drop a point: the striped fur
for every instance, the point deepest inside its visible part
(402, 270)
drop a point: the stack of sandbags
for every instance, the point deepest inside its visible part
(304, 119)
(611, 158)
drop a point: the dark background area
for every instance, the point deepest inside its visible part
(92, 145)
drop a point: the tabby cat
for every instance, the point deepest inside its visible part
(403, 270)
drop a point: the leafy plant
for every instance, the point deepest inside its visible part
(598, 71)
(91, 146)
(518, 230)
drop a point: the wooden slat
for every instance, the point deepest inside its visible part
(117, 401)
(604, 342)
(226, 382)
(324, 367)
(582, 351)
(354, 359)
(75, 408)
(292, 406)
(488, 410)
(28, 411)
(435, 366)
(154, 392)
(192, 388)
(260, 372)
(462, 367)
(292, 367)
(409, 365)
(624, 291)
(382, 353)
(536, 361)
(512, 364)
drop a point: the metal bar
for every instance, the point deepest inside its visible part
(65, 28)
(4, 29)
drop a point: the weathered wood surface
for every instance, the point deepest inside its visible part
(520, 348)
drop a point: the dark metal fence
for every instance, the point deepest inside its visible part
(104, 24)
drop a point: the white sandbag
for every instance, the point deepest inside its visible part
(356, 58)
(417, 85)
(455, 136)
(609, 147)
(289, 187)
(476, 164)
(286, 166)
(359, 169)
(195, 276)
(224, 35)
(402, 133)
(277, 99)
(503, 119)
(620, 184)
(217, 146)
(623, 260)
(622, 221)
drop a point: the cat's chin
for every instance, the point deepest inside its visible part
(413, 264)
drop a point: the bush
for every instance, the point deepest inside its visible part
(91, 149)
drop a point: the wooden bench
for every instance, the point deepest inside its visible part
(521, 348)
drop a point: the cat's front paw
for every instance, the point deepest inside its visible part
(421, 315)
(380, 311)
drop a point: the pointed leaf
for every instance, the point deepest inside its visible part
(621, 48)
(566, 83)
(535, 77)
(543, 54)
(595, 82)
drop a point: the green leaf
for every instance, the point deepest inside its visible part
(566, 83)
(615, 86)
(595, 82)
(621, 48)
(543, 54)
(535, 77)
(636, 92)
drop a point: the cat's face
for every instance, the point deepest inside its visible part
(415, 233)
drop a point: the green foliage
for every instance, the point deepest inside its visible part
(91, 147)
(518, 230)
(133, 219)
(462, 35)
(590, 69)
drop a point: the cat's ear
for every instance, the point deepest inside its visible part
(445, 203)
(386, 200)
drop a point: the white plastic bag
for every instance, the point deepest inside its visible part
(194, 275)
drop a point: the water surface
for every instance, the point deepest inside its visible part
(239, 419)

********************

◆ Problem statement ◆
Please lay out every line of the entries above as a JSON list of strings, with one string per line and any blank lines left out.

◆ Result of the exercise ◆
[
  "drop a point: the striped fur",
  "for every instance, the point deepest inside its visible part",
  "(402, 270)",
  "drop a point: the stack of sandbags",
  "for every instance, the point deepest inside its visible part",
  "(304, 119)",
  "(611, 158)",
  "drop a point: the dark background area",
  "for every instance, the point deepest inside its visible part",
  "(92, 145)",
  "drop a point: the tabby cat",
  "for every instance, the point deepest inside its visible part",
  "(403, 270)",
  "drop a point: the leafy plant",
  "for every instance, the point deepest inside its visible part",
  "(598, 71)",
  "(91, 146)",
  "(518, 230)",
  "drop a point: the wooden slat",
  "for every instance, the point deepest inside its visible part",
  "(117, 401)",
  "(604, 342)",
  "(226, 382)",
  "(324, 367)",
  "(582, 351)",
  "(354, 359)",
  "(75, 408)",
  "(292, 406)",
  "(488, 410)",
  "(28, 411)",
  "(435, 366)",
  "(154, 392)",
  "(192, 388)",
  "(260, 372)",
  "(462, 367)",
  "(292, 367)",
  "(409, 365)",
  "(624, 291)",
  "(382, 353)",
  "(536, 361)",
  "(512, 364)",
  "drop a point: the metal bar",
  "for every instance, the point deepest inside its visible part",
  "(65, 28)",
  "(4, 29)",
  "drop a point: the weathered wood surface",
  "for every instance, the point deepest inside its visible part",
  "(520, 348)",
  "drop a point: the dark metal fence",
  "for every instance, the point deepest inside its visible part",
  "(104, 24)",
  "drop a point: the white sandbag",
  "for every instance, the point deepest inside its visible part",
  "(356, 58)",
  "(417, 85)",
  "(455, 136)",
  "(609, 147)",
  "(289, 187)",
  "(476, 164)",
  "(286, 166)",
  "(359, 169)",
  "(195, 276)",
  "(224, 35)",
  "(402, 133)",
  "(277, 99)",
  "(503, 119)",
  "(620, 184)",
  "(217, 146)",
  "(623, 260)",
  "(622, 221)",
  "drop a point: the cat's chin",
  "for every instance, the point deepest inside its visible part",
  "(413, 264)",
  "drop a point: the bush",
  "for every instance, the point deepest inside its visible part",
  "(91, 149)",
  "drop a point: the wooden bench",
  "for every instance, the point deepest inside its visible part",
  "(521, 348)",
  "drop a point: the cat's front paw",
  "for every instance, the point deepest inside its visible part",
  "(421, 315)",
  "(380, 311)",
  "drop a point: the pointed leaf",
  "for every instance, the point deepest inside its visible part",
  "(621, 48)",
  "(566, 83)",
  "(535, 77)",
  "(543, 54)",
  "(595, 82)",
  "drop a point: the green leaf",
  "for every instance, the point deepest inside its visible part",
  "(566, 83)",
  "(615, 86)",
  "(595, 82)",
  "(621, 48)",
  "(543, 54)",
  "(535, 77)",
  "(636, 92)",
  "drop a point: the cat's face",
  "for every instance, the point deepest inside its visible part",
  "(415, 233)",
  "drop a point: the green foliage",
  "for every instance, the point deepest inside its visible part",
  "(91, 147)",
  "(518, 230)",
  "(133, 219)",
  "(462, 35)",
  "(590, 69)",
  "drop a point: the cat's ear",
  "for every instance, the point deepest inside its visible part",
  "(445, 203)",
  "(386, 200)",
  "drop a point: the white plastic bag",
  "for every instance, the point deepest inside its visible part",
  "(194, 275)",
  "drop a point: the water surface",
  "for every instance, the point deepest inside its visible part",
  "(239, 419)"
]